# TASK STATEMENT:
Return, word for word, every line that follows.

# RECORDS SUPPLIED:

* * * * * * *

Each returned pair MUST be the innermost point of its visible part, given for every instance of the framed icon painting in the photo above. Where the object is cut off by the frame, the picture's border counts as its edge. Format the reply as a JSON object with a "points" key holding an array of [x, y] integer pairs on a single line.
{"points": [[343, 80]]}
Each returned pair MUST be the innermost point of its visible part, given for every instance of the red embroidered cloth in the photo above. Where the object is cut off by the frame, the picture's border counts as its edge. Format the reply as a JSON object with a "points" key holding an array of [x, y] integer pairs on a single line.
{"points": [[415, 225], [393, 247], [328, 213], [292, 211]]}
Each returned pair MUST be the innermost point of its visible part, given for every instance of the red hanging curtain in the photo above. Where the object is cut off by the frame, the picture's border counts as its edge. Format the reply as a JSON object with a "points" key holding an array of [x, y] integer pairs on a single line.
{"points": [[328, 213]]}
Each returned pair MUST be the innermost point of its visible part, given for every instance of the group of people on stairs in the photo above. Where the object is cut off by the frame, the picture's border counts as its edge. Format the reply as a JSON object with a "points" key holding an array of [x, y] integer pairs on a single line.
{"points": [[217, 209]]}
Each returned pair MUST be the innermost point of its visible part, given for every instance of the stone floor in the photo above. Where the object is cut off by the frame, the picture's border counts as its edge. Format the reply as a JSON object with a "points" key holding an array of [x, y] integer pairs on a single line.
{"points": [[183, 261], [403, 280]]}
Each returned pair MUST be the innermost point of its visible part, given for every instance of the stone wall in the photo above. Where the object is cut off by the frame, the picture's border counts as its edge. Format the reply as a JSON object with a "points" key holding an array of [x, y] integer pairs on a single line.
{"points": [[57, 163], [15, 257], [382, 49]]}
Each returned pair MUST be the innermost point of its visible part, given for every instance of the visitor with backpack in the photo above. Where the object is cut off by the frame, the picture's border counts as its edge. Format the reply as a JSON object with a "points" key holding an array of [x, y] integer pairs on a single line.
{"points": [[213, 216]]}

* * * * * * *

# OUTPUT OF THE TASK:
Each returned pair MUST be the innermost point of its visible part, given for every instance of the framed icon painting in the photo above. Where the object is cut off by the frame, the picture's border counts as its edge. Format the reply as a JSON object with a "points" key holding an array of [x, y] integer pairs on a single line.
{"points": [[343, 80]]}
Each returned pair MUST be the innermost point of its visible part, given for every instance of the red embroidered cloth in the photo above. Where the object is cut off by the frame, the picture's border counts as its edge. Format the reply as a JSON object with a "points" key holding an array of [x, y] integer pairs on a single line.
{"points": [[415, 225], [393, 247], [328, 213], [292, 211]]}
Each returned pair MUST be the innermost point of its visible part, given for every instance of the red hanging curtain in the photo above. Where the object is cut off by the frame, the picture's border counts as its edge. Format the reply as a JSON object with a "points" key holding an array of [x, y] integer pairs on a single line.
{"points": [[328, 213]]}
Each returned pair MUST be the innermost point of its visible part, given for every instance of the group of people on stairs in the photo above. Where the object is cut off by the frame, the picture's border counts as its edge. Format the reply as a JSON object with a "points" key holding an array of [x, y] integer pairs on a single line.
{"points": [[217, 209]]}
Each returned pair MUST be the innermost point of its visible part, given for every instance of the stone floor in the photo above. Where the object is cut off by the frame, the picture's border counts as its edge. Format the reply as a JSON object with a "points" key holding an array of [x, y] integer pairs on a single line.
{"points": [[183, 261], [403, 280]]}
Each returned pair MUST be the innermost point of its visible part, given for every instance of the stone wall in the photo above. Where the object is cut off by the frame, the picture's border counts as its edge. Format the reply as a JSON object with a "points" key holding an array of [x, y] integer pairs on a single line.
{"points": [[57, 163], [15, 257], [382, 49]]}
Each returned pair MUST be the innermost point of its visible part, given for every instance of the visitor with backpack in the photo above. Where the object is cut off by the frame, the picture's border counts as its edge. Format the reply as a JSON object with a "points" key holding an array of [x, y] integer pairs on a single line.
{"points": [[213, 216]]}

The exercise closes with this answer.